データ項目
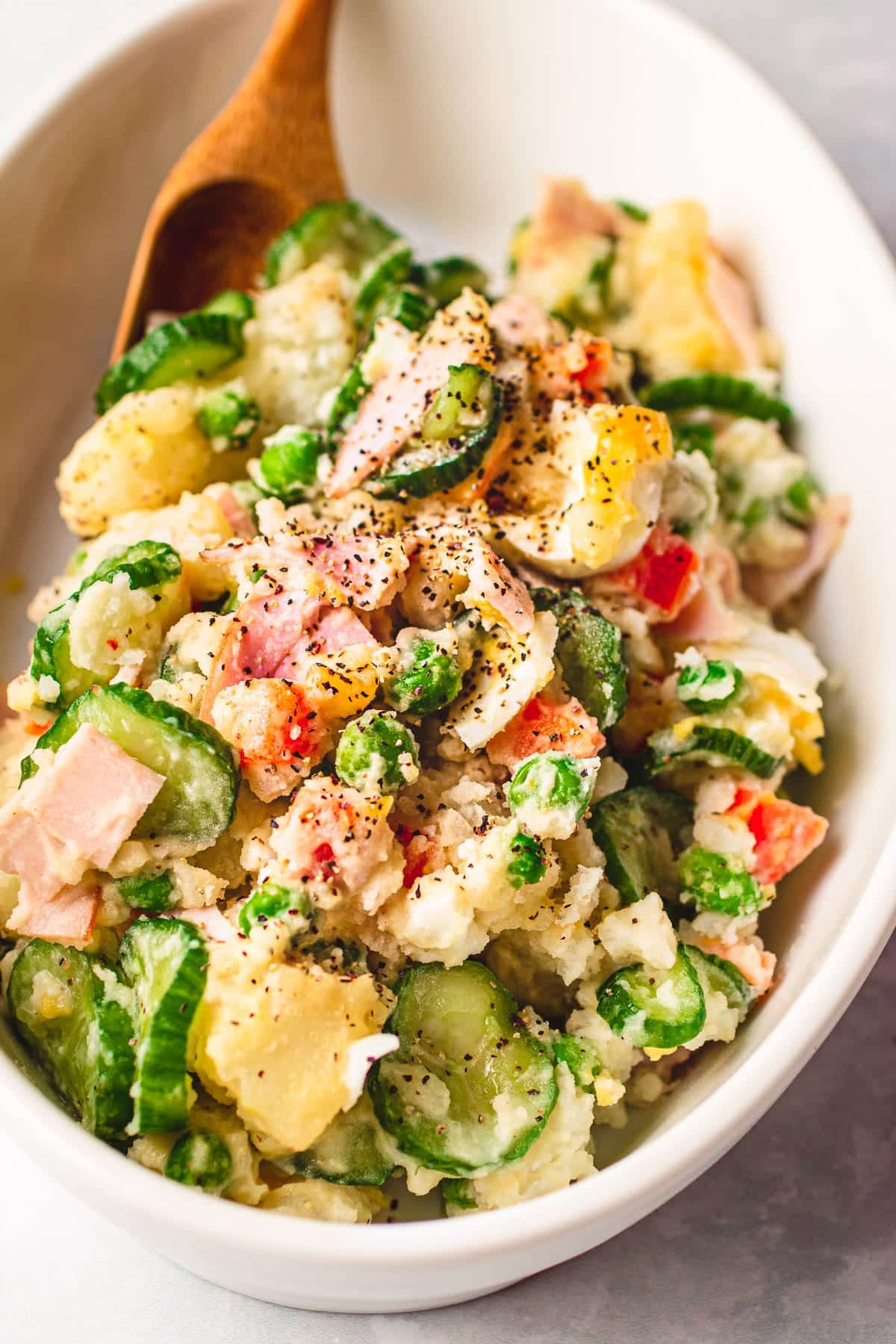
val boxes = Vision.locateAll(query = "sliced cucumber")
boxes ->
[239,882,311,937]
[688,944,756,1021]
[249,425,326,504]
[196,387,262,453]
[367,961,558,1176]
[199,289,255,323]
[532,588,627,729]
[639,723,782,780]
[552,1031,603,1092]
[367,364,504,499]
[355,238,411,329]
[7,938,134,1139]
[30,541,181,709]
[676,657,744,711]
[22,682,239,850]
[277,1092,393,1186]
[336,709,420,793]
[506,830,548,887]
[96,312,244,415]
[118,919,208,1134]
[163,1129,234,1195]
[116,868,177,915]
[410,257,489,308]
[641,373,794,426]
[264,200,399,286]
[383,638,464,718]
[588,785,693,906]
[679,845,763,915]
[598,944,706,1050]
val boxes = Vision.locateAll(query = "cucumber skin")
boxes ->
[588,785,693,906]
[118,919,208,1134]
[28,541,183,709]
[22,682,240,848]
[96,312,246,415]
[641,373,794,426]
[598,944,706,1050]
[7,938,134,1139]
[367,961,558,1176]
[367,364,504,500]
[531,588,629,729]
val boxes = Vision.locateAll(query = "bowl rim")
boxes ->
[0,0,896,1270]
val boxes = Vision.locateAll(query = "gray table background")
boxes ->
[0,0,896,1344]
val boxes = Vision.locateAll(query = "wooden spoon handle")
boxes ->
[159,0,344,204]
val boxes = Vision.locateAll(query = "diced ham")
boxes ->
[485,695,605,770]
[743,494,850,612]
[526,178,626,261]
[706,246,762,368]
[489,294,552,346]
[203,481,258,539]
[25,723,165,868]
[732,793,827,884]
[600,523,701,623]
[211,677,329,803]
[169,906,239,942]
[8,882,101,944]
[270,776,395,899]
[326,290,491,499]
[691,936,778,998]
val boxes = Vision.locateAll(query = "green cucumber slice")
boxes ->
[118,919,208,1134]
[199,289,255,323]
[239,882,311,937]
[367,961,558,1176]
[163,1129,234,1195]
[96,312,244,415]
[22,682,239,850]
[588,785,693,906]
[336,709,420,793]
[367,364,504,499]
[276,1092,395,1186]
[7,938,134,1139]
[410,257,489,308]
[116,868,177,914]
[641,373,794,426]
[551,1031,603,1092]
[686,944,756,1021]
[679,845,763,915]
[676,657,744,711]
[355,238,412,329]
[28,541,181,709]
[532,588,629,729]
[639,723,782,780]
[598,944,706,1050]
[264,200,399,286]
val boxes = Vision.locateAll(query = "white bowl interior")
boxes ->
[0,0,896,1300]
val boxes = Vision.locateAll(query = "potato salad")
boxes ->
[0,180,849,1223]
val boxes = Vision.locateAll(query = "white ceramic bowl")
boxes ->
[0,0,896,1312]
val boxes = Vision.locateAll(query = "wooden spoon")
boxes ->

やること: 上の記録から「white」という語を含む行をすべて集め、そのまま書き写してください。

完全な回答:
val boxes = Vision.locateAll(query = "white bowl interior")
val boxes = Vision.locateAll(query = "white ceramic bowl")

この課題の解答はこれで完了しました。